** Begin Provided material **

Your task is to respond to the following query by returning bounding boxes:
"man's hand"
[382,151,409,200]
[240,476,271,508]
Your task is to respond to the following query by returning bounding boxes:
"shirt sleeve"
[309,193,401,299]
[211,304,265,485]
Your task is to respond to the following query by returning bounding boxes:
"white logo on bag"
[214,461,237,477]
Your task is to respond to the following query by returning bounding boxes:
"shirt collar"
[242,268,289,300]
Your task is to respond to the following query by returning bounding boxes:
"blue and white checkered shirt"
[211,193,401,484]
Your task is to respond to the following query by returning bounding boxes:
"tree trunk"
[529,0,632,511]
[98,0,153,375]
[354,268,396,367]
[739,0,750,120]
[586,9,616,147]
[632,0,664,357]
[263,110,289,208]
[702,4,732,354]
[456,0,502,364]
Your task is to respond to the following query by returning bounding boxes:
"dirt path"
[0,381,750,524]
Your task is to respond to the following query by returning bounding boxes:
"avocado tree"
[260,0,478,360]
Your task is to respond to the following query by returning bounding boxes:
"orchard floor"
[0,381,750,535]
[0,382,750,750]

** End Provided material **

Your goal
Rewrite all of the records above, replacing every occurrence of "shirt" with "blouse" and keeping everything else the same.

Exercise response
Your task is to respond to the following query by returning bounding boxes:
"man's hand"
[382,151,409,200]
[240,476,271,508]
Your task is to respond to the following query by returning bounding boxes:
"blouse sleeve"
[309,193,401,299]
[211,304,265,485]
Your task is to respond to the following query by returning bounding boxes:
"white logo on bag"
[214,461,237,477]
Your task is to respond to the following query by returning bounding boxes:
"blouse collar"
[242,268,289,300]
Your task is to respond to the following query by returning bounding boxes:
"blue and white checkered blouse"
[211,193,401,484]
Your task is to respond to the following query by returning bounding boxes:
"tree trunk"
[529,0,632,511]
[98,0,153,375]
[354,268,396,367]
[739,0,750,120]
[586,9,616,147]
[632,0,664,357]
[263,110,289,208]
[702,4,732,354]
[456,0,502,364]
Your task is to respond to the following query by returning bounding boxes:
"dirt path"
[0,381,750,524]
Your task is to respond to the following query by returning bounding boxes:
"avocado tree"
[260,0,478,360]
Your task is to respond to the following query by returning bounding boxes:
"orchard floor"
[0,381,750,535]
[0,382,750,750]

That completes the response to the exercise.